Source material

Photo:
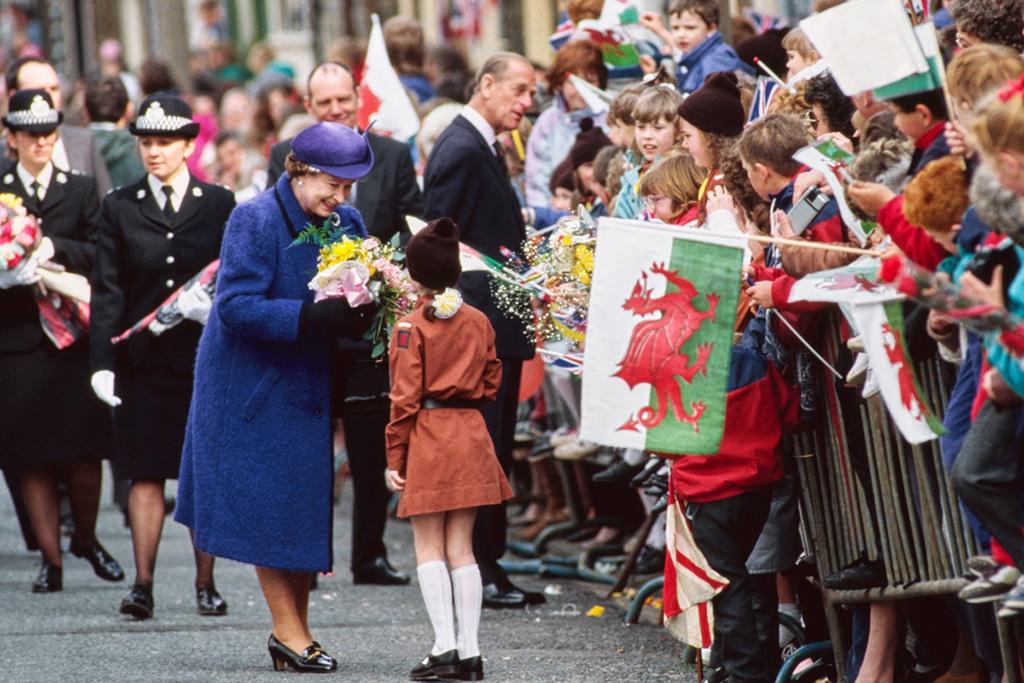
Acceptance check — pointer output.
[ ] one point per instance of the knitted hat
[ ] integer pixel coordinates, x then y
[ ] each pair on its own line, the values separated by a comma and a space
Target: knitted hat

Activity
Transcribe all the lines above exactly, apart from the pictures.

Output of the task
Photo:
Acceptance check — pointer output.
[ ] one point per instance of the knitted hat
[ ] integer pixel coordinates, x then y
[ ] each pair on its own line, the values separated by a comma and a space
Target: knitted hat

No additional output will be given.